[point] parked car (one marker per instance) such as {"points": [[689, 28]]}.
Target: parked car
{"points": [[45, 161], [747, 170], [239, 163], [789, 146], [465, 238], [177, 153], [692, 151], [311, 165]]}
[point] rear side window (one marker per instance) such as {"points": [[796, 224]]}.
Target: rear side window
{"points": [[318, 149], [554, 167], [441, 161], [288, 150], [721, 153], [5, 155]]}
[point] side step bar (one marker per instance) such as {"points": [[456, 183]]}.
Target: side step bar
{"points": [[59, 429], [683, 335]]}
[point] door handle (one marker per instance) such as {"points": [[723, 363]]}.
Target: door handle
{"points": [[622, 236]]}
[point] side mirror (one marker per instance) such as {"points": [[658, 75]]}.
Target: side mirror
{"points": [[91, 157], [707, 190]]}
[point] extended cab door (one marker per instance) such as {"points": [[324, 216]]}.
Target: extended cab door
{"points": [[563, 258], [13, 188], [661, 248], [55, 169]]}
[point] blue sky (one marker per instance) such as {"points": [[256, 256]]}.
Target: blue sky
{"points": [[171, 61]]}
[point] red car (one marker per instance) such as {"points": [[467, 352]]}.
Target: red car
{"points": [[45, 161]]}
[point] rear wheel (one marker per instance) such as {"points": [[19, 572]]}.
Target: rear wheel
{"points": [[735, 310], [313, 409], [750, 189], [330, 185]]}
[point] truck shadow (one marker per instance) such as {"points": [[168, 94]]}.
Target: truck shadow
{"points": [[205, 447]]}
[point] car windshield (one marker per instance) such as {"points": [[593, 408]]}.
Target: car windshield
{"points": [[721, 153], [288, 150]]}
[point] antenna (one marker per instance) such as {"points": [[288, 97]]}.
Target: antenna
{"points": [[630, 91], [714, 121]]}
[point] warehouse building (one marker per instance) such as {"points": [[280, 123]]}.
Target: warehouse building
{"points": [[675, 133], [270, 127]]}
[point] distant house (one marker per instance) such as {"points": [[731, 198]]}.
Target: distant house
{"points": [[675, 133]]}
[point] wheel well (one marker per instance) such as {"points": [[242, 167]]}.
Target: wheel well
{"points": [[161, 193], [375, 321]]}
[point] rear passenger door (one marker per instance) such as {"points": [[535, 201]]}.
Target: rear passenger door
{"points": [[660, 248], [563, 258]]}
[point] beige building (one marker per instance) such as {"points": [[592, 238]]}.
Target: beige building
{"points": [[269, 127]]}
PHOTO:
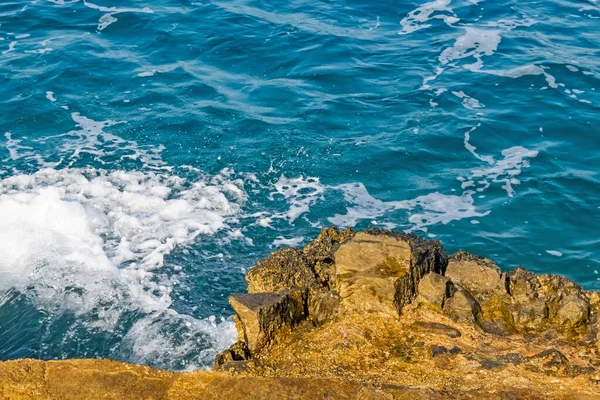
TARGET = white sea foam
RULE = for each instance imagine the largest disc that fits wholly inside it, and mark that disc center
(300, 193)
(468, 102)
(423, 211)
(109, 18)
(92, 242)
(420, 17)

####

### Problem to solve
In the listing above, find the line containing "Target: rear side window" and the line containing "TARGET = white sea foam", then write out both of them and every line between, exactly, with no pictures.

### Problem solution
Target: rear side window
{"points": [[318, 149], [554, 167], [441, 161], [288, 150], [721, 153], [5, 155]]}
[point] side step bar (one marker per instance) such as {"points": [[456, 183]]}.
Target: side step bar
{"points": [[59, 429], [683, 335]]}
[point] door handle (one marker per instance) such as {"points": [[723, 363]]}.
Target: door handle
{"points": [[622, 236]]}
[point] side mirror (one marker per instance) such as {"points": [[658, 75]]}.
Target: side mirror
{"points": [[91, 157], [707, 190]]}
[point] extended cab door (one marker per instance) such as {"points": [[324, 216]]}.
Target: extended cab door
{"points": [[563, 258], [13, 188], [661, 248], [55, 169]]}
[point] blue sky (one marker per instance) such as {"points": [[256, 256]]}.
Target: blue sky
{"points": [[171, 61]]}
[point] red car (one marker per instance) such as {"points": [[467, 352]]}.
Target: red car
{"points": [[45, 161]]}
[point] rear wheel (one marker per instance) such as {"points": [[19, 572]]}.
Target: rear wheel
{"points": [[735, 310], [313, 409], [750, 189], [330, 185]]}
[point] truck shadow (one marker per instance) such as {"points": [[168, 94]]}.
Target: truck shadow
{"points": [[205, 447]]}
[point] car windshield (one marker per instance) such as {"points": [[593, 408]]}.
Target: car windshield
{"points": [[721, 153], [288, 150]]}
[point] antenna (one marker per instance) such as {"points": [[288, 97]]}.
Target: antenna
{"points": [[630, 91], [714, 121]]}
[point] warehouse building (one marker per instance) such as {"points": [[280, 123]]}.
Target: warehouse building
{"points": [[675, 133], [270, 127]]}
[point] distant house (one marker per instance) such as {"points": [[731, 198]]}.
Target: distant house
{"points": [[675, 133]]}
[point] wheel well (one marker per instance) such as {"points": [[242, 167]]}.
Target: wheel well
{"points": [[161, 193], [375, 321]]}
[point] rear passenger door (one marker per instance) such as {"points": [[535, 201]]}.
Target: rear passenger door
{"points": [[660, 248], [563, 258]]}
[point] beige building (one marker per instance) such as {"points": [[592, 238]]}.
Target: beige building
{"points": [[269, 127]]}
PHOTO:
TARGET = white sea foam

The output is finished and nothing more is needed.